§ COMPLETE THE FOLLOWING
1/ Answer these questions about the pension tax passage, giving each answer on its own line marked (a), (b) and (c).
(a) Which newspaper reported the possible pension tax breaks?
(b) In what year did the rule changes introduced by George Osborne come into effect?
(c) What does the tapered annual allowance restrict?
2/ List every person or organization named in the pension tax passage.
3/ Rewrite the paragraph of the pension tax passage that begins "The Treasury has refused to comment" as a short bulleted list that keeps its main facts.

§ PASSAGE SHOWN
High earners could end up being given pension tax breaks as part of efforts to get doctors to take on more shifts, The Times has reported.
The Treasury has refused to comment on whether it is preparing to give tax relief worth hundreds of millions of pounds to people earning more than £110,000 a year in a move designed to tackle the issue of doctors turning down additional shifts because taking on extra hours can see them hit with an increased tax bill on their pension contributions.
But what are these pension rules and why are they leading to doctors turning down shifts?
– What is the tapered pension allowance?
Rule changes introduced by former chancellor George Osborne, which came into effect in 2016, mean that people who earn more than £110,000 face higher taxes on pension contributions.
The tapered annual allowance is a taxation threshold which restricts the amount of pension growth individuals are allowed each year before tax charges apply.

§ PROVIDED MATERIAL
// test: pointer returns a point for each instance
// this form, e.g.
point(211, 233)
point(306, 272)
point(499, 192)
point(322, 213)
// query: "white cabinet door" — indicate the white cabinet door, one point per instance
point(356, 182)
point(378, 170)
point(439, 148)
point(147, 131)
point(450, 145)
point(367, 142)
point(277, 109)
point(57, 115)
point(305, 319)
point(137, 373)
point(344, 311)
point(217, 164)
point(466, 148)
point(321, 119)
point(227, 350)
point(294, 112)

§ SOLUTIONS TO THE EXERCISE
1/
(a) The Times
(b) 2016
(c) The amount of pension growth individuals are allowed each year before tax charges apply.

2/
- The Times
- The Treasury
- George Osborne

3/
- The Treasury has refused to comment on whether it is preparing pension tax relief.
- The relief would be worth hundreds of millions of pounds and would go to people earning more than £110,000 a year.
- The aim would be to stop doctors turning down additional shifts.
- Doctors refuse extra hours because the added work can bring them a higher tax bill on their pension contributions.